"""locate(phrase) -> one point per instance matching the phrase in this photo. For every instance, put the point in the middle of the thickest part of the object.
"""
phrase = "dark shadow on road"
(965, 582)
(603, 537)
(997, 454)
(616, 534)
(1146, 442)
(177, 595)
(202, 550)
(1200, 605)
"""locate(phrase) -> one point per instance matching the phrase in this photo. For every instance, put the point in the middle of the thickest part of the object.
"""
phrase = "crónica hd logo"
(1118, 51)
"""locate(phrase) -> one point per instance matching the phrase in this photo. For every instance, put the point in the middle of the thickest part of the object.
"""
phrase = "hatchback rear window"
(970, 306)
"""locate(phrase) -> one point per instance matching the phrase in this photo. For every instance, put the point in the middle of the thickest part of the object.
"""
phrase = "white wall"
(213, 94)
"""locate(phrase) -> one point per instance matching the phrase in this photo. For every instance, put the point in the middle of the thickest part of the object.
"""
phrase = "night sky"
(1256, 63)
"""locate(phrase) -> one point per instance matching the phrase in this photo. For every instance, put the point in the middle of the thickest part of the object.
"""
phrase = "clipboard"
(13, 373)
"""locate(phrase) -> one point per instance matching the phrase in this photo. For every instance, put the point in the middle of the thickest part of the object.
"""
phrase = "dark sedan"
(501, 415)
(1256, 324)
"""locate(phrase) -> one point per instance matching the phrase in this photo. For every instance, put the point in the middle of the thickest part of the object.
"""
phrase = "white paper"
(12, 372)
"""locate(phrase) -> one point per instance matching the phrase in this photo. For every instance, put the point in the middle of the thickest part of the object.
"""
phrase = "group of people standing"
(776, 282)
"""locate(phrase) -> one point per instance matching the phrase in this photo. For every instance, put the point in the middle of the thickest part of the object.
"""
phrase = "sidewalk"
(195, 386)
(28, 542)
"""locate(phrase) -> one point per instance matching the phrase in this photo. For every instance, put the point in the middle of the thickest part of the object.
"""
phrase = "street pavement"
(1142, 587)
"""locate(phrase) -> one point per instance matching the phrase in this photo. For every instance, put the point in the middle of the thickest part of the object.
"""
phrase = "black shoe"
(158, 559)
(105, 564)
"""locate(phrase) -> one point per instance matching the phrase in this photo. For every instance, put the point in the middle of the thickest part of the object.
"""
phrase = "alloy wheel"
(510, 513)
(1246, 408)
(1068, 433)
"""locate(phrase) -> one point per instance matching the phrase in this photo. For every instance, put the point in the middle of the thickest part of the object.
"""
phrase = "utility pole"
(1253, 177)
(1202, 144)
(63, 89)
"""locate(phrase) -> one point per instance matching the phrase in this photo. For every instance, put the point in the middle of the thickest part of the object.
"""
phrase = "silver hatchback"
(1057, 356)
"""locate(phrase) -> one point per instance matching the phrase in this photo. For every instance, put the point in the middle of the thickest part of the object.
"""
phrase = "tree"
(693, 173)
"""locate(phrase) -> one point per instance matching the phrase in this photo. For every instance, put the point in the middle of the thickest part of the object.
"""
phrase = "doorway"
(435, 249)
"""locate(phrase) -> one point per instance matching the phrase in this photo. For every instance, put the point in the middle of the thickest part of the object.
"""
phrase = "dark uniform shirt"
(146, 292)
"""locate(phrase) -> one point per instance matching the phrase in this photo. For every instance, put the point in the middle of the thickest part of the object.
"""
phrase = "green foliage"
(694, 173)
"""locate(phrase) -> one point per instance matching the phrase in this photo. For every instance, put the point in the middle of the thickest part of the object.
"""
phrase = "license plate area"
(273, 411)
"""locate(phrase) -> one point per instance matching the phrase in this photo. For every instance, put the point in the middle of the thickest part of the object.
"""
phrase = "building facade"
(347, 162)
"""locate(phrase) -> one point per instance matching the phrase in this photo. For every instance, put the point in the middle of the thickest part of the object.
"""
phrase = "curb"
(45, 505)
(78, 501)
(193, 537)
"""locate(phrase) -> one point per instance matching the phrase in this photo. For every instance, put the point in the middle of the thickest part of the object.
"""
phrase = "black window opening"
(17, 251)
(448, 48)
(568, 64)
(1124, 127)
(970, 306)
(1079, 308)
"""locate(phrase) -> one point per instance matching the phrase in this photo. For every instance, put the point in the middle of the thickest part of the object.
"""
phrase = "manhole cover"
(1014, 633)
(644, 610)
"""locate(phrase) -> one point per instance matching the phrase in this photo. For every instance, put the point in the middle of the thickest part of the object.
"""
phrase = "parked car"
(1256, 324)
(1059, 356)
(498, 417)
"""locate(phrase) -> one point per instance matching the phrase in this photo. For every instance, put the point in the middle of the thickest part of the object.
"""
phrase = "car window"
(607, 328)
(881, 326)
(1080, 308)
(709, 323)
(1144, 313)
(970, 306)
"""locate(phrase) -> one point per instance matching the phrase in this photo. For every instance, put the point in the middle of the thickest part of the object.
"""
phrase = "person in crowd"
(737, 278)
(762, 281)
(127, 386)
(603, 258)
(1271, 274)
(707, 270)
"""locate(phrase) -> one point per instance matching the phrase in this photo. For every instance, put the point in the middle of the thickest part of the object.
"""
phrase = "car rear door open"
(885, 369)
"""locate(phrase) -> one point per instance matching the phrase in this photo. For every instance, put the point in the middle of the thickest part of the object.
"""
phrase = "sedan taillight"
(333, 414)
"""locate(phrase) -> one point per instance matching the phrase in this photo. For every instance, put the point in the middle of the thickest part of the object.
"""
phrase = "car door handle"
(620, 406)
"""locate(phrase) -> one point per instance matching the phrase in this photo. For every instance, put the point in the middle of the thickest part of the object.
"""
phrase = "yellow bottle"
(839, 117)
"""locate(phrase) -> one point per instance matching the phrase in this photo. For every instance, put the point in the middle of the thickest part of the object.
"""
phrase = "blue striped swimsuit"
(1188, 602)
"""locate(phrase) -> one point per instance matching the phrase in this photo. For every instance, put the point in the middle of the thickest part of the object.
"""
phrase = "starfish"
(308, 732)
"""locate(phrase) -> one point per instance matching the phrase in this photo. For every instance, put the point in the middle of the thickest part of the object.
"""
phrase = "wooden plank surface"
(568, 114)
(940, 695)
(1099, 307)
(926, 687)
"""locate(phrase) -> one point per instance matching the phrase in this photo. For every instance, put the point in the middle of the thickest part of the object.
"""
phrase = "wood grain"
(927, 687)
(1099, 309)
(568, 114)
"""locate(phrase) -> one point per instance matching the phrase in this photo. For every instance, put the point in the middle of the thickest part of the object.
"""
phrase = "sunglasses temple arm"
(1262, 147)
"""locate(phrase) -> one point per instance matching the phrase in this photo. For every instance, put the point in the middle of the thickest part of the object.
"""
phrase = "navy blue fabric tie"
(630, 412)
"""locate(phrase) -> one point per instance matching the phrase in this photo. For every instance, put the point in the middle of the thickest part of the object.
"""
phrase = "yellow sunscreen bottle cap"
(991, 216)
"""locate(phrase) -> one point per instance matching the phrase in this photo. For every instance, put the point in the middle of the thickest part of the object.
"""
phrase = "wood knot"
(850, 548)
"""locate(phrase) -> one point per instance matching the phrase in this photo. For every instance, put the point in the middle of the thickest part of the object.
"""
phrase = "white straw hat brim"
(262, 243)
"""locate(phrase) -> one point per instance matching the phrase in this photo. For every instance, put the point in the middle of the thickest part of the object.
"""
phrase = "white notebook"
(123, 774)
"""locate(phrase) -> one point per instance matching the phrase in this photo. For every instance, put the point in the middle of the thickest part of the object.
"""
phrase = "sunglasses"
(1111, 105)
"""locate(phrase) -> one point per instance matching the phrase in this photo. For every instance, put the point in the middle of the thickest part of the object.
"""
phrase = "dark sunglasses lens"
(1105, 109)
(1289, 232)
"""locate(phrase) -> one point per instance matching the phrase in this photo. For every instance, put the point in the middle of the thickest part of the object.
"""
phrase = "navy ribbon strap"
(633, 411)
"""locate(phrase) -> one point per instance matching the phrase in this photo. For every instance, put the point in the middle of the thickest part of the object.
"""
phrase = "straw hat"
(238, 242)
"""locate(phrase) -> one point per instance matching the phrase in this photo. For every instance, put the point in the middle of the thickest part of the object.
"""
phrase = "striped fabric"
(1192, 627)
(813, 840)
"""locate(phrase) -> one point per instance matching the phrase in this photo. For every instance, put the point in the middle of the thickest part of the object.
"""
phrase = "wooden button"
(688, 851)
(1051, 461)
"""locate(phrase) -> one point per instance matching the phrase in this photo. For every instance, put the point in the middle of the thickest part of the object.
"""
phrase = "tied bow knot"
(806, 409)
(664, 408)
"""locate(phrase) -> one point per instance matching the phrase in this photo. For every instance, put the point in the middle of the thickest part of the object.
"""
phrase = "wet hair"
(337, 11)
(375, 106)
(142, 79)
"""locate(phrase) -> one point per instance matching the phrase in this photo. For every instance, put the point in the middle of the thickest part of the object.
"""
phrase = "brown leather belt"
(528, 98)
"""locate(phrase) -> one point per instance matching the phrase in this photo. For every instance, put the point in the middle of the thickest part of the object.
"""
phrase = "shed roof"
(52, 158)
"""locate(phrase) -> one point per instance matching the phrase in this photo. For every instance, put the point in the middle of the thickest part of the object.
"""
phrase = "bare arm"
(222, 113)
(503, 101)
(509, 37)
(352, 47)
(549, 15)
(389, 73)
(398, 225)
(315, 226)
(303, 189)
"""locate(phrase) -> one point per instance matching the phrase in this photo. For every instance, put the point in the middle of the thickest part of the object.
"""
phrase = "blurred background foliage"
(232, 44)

*What is asked*:
Repeat the items verbatim, from their first line through the line containing "(1200, 605)", including both of those lines.

*Written solution*:
"""locate(phrase) -> one point per instance matching the phrase in this photo. For every instance, put the point in the middle of the thickest part of the object.
"""
phrase = "dark shadow on road"
(965, 582)
(603, 537)
(997, 454)
(616, 534)
(1146, 442)
(177, 595)
(202, 550)
(1200, 605)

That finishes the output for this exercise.